**Problem details:** What lines in the records below contain the string "each"? Copy every one.
=== Section Start ===
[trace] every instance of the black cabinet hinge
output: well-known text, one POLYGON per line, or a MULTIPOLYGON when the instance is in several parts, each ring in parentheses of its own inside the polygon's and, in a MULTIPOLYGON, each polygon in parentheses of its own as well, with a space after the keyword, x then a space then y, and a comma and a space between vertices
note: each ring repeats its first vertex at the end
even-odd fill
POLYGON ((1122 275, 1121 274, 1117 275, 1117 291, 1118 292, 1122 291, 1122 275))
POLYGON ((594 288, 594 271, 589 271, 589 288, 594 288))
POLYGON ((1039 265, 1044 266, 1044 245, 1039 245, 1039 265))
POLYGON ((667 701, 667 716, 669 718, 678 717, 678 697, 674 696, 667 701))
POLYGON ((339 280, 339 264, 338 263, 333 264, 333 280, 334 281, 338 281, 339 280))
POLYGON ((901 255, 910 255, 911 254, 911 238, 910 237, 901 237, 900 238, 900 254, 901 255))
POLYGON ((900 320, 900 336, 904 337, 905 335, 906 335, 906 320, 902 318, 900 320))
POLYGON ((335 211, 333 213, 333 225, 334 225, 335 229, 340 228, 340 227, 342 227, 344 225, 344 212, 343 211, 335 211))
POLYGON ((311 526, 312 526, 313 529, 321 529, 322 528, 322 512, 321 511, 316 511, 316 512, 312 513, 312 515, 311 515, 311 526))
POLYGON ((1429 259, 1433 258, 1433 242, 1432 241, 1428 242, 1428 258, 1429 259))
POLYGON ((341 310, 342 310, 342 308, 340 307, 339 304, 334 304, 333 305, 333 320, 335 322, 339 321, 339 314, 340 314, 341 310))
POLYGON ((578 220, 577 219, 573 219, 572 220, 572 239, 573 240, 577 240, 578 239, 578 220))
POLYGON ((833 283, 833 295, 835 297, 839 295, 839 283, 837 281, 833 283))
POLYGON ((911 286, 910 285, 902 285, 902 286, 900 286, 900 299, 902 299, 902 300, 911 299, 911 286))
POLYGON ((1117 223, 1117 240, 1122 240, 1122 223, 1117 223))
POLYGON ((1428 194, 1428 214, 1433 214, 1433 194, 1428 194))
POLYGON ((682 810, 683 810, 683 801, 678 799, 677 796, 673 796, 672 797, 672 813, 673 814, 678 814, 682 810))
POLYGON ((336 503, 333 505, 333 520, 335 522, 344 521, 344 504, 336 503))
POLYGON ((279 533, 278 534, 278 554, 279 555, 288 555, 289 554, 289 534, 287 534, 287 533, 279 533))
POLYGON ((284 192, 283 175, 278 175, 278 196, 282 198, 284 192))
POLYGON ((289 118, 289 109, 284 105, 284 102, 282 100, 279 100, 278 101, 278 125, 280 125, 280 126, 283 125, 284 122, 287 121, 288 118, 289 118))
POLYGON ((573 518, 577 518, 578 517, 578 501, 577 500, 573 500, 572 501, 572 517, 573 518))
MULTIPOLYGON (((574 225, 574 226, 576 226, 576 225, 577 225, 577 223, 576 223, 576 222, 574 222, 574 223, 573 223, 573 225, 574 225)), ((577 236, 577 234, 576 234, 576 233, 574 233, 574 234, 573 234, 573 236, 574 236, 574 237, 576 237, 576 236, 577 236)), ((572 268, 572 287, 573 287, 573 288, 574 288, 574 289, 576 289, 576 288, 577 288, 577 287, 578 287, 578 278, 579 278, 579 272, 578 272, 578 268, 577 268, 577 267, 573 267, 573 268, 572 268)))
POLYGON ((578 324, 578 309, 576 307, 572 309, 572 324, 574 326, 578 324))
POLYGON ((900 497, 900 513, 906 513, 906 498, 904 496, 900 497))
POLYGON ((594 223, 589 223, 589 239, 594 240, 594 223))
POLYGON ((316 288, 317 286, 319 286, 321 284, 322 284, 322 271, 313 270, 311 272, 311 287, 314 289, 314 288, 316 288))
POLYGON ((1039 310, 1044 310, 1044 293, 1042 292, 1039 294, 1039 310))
=== Section End ===
**Answer section:**
output: well-known text, one POLYGON per line, or a MULTIPOLYGON when the instance is in several parts, each ring in parentheses of its own inside the polygon's and, in a MULTIPOLYGON, each polygon in parentheses of its own as well, with a space after the keyword, x then a space then y, and a comma and a space between vertices
note: each ring repeats its first vertex at the end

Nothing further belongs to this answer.